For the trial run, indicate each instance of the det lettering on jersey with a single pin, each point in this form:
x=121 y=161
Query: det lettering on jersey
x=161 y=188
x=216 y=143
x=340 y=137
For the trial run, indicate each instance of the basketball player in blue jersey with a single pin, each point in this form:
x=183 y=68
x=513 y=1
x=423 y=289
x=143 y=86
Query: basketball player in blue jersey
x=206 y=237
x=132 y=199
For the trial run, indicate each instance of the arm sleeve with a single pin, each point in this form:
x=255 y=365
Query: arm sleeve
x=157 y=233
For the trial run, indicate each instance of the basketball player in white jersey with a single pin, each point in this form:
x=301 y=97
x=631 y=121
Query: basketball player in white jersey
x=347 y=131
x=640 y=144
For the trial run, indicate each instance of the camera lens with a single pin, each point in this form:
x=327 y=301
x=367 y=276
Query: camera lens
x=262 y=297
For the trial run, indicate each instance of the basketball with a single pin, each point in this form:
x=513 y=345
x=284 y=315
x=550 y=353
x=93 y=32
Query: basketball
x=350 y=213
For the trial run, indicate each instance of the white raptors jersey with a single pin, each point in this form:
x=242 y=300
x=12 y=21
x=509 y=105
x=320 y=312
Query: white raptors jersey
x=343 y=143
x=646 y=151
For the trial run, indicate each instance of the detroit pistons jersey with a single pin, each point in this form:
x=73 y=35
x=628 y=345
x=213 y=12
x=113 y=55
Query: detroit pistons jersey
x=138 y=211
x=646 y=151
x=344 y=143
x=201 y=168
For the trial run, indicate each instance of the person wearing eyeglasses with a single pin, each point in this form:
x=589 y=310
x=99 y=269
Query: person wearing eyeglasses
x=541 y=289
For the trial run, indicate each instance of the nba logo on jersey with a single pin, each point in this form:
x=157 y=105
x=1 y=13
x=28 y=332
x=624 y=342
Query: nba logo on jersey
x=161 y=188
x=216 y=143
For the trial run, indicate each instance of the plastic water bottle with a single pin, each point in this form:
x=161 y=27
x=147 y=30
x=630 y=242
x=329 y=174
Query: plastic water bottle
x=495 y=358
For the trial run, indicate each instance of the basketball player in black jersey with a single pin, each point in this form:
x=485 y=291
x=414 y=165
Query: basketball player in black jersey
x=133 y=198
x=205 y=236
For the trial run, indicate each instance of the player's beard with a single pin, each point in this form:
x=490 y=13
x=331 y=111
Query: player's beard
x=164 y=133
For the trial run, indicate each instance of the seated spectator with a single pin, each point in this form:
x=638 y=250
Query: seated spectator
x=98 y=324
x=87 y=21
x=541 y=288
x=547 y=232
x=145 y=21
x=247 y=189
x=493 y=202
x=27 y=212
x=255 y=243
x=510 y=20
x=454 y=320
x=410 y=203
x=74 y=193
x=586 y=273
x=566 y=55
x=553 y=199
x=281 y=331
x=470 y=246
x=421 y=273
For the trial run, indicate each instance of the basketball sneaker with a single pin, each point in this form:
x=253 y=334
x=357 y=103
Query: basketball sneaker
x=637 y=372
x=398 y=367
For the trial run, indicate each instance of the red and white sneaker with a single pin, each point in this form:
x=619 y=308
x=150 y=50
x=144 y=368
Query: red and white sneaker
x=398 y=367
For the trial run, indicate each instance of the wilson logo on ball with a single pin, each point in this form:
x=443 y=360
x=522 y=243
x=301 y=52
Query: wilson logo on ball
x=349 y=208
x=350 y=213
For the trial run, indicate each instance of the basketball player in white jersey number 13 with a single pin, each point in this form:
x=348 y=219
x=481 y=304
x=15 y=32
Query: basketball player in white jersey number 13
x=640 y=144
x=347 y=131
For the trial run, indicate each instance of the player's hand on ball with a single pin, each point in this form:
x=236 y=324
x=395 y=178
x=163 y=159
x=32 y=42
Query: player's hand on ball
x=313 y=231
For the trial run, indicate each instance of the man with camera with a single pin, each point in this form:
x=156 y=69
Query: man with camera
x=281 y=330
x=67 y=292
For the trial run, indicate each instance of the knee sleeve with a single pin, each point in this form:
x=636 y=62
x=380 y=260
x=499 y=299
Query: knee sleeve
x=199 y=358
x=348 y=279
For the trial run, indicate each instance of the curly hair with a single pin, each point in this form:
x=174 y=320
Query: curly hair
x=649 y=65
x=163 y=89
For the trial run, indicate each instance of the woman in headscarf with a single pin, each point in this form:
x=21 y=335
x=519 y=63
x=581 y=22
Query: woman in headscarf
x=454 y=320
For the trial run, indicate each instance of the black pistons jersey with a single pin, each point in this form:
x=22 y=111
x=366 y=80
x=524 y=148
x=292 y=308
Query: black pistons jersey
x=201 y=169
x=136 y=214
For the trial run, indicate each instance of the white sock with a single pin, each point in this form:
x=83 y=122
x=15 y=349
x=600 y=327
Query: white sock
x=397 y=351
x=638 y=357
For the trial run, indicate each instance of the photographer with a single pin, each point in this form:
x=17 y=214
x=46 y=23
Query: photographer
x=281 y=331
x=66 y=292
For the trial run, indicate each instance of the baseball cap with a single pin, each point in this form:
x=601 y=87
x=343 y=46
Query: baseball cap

_TASK STATEMENT_. Filter the data for the string "baseball". Copy each matching line.

_SOLUTION FOR THIS TASK_.
For the trial run, indicate each instance of the baseball cap with a single pin, each point in this form:
Query: baseball cap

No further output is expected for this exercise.